→ EXTRACT PROVIDED
|---|

The council engaged in over 30 minutes of discussion, involving Hope Haven Manager Carole Hobbs, five Trenton citizens, and council members. Hope Haven had suggested a new fee in 2024 of $6 per month per home. This fee comprises $5 for Hope Haven and $1 for the city of Trenton to handle the billing, appearing as a line item on utility bills. That amounts to $60 per household annually, a figure Hobbs highlighted, averaging 1,942 households for the 2022-23 fiscal year. Hobbs mentioned that Trenton generates an average of three and a half tons of recycled products weekly, totaling 172 tons in the previous fiscal year. Hope Haven’s residential recycling in Trenton began in 2005 when the monthly cost was $2.18 per household, plus 25 cents for city processing. Over the past 18 years, the recycling fee has risen by only 74 cents per month to the current rate of $2.92 per household, plus a one-dollar processing fee.

Hope Haven provided additional information, indicating that approximately 18 percent of Trenton residents participate in recycling. Councilman Humphreys pointed out that this statistic implies that 82 percent of residents do not recycle, and many would argue they shouldn’t have to pay for a service they don’t use. He and Councilman Mlika inquired if a system could be established where only those who recycle pay the fee. However, both the Hope Haven manager and City Administrator Ron Urton expressed that this alternative would pose challenges due to staffing limitations.

Hobbs mentioned that Hope Haven employs ten Trenton residents with developmental disabilities, with a total staff of 39. When asked by Meinecke about the potential impact on Trenton employees if the recycling contract were lost, Hobbs assured that she wouldn’t let it affect those workers, though lost revenue would constrain Hope Haven’s operations. Meinecke observed that with rising trash collection fees, potential hikes in electric rates, and a possible economic development sales tax (pending voter approval), removing a recycling fee could alleviate some financial pressure on Trenton residents.

|---|

Please continue the article on Trenton's recycling fee, picking up after its last sentence. The listing that comes next is separate material and is not part of the article on Trenton's recycling fee.

→ ROWS
|---|

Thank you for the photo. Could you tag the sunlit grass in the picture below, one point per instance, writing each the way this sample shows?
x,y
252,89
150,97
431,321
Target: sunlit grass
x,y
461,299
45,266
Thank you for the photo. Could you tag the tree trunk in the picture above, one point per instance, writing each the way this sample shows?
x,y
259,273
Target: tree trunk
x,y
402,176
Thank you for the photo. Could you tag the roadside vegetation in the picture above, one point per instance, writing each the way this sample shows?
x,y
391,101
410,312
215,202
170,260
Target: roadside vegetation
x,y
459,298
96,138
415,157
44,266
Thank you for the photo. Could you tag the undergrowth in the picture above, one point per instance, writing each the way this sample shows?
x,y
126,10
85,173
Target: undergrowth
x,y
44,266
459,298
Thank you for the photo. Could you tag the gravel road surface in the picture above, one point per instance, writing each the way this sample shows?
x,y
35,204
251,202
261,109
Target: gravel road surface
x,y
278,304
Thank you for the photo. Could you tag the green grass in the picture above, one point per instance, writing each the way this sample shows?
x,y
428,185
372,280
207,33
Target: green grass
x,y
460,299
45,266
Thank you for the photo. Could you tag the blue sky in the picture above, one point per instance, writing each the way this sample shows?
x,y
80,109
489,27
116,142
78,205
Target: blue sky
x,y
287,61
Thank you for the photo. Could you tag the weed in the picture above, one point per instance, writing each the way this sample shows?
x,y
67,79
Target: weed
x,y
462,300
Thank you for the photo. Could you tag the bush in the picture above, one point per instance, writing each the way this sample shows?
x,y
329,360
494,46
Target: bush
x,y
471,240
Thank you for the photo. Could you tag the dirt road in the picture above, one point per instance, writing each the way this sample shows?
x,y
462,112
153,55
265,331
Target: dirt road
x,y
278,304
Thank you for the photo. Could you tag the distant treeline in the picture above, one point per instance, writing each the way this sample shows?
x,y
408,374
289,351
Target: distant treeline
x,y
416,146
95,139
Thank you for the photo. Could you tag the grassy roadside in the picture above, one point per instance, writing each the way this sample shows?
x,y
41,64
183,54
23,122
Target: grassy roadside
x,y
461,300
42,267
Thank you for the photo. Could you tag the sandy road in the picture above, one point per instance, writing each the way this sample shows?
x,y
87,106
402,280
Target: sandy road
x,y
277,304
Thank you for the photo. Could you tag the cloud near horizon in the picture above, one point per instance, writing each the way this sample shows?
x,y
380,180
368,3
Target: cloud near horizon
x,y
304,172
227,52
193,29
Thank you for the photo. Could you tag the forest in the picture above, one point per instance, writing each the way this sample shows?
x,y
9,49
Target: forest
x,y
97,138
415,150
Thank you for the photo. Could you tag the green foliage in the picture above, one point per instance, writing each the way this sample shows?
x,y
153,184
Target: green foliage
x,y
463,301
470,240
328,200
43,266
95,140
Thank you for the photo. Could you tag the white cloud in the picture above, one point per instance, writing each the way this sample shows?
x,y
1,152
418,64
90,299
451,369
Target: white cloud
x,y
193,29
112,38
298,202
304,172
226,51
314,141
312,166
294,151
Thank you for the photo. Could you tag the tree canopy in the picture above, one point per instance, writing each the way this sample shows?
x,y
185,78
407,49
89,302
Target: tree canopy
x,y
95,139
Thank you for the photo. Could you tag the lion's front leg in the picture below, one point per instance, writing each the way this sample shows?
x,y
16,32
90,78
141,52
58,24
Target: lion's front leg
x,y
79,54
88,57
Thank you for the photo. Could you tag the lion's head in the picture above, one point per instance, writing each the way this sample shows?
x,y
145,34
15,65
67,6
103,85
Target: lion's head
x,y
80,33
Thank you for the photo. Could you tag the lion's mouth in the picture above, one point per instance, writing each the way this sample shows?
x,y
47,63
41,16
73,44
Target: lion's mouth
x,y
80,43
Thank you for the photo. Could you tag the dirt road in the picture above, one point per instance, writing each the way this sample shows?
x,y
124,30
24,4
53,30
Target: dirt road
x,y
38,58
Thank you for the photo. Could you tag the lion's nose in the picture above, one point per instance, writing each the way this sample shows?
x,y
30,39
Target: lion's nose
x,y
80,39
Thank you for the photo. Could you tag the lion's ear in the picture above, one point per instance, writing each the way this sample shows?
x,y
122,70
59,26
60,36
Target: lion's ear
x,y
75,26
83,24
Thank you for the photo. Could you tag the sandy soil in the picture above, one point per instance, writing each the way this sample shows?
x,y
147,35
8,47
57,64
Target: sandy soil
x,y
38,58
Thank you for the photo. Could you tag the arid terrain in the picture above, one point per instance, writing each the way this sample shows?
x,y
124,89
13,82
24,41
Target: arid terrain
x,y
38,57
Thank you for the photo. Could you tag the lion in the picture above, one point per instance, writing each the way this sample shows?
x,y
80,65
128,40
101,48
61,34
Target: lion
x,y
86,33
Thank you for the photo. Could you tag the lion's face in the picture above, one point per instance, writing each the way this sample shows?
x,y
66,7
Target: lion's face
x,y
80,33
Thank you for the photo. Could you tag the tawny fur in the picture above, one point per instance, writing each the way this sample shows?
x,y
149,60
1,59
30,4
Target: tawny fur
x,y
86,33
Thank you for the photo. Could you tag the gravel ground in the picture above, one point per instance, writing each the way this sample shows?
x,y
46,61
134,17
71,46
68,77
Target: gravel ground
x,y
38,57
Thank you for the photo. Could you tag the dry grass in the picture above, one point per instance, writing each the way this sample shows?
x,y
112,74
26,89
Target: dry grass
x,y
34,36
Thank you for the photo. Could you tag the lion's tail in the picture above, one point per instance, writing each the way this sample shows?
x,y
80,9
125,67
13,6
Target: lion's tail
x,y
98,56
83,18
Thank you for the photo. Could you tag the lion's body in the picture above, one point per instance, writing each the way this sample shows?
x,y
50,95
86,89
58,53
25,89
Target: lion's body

|---|

→ ANSWER TO THIS PROBLEM
The recycling contract with Hope Haven is set to expire on December 31st. It seems city officials will pursue an offer made by the Rapid Removal owner at last month’s council meeting to establish a trailer for residents to deposit their recyclables at the transfer station in northern Trenton. The initial proposal stated that recyclables could be dropped off only during Rapid Removal’s business hours, a restriction some believe would inconvenience working individuals.

Following the Police Personnel Board’s recommendation, the council agreed to employ Laura Andal of Chillicothe as a police officer upon her completion of training at the law enforcement academy. Utility Committee Chairman Duane Urich announced that the electric rate study would be discussed at the November 13 council meeting. A decision on proposing an economic development sales tax as a ballot issue is also anticipated next month.

The council welcomed qualifications from attorneys interested in offering legal services to the city and/or prosecuting municipal court cases. The terms will specify that the council may request an attorney’s presence at certain meetings, either in person or via Zoom, as needed. Current City Attorney Tara Walker expressed a desire to focus more on her private practice. Walker disclosed that her compensation has been $1,625 per month for 13 hours, plus $16.25 per hour as city prosecutor, also for 13 hours a week. She has served as city attorney since 2008.

The council passed two ordinances. Anixter Power Solutions of Mattoon, Illinois, will receive $18,700 for three-phase field testing of electric lines to identify broken wires or other causes for a nine percent line loss. Smico Contracting Group of Odessa was chosen for river pump station enhancements at the water plant, a project costing nearly $184,000 ($183,912). Additionally, the council approved Harry Kately’s request for two, potentially three, handicapped parking spaces on East 10th Court adjacent to the Elks Lodge. Councilman Briggs and Mayor Jackie Soptic extended their gratitude to everyone involved in the Missouri Day Festival.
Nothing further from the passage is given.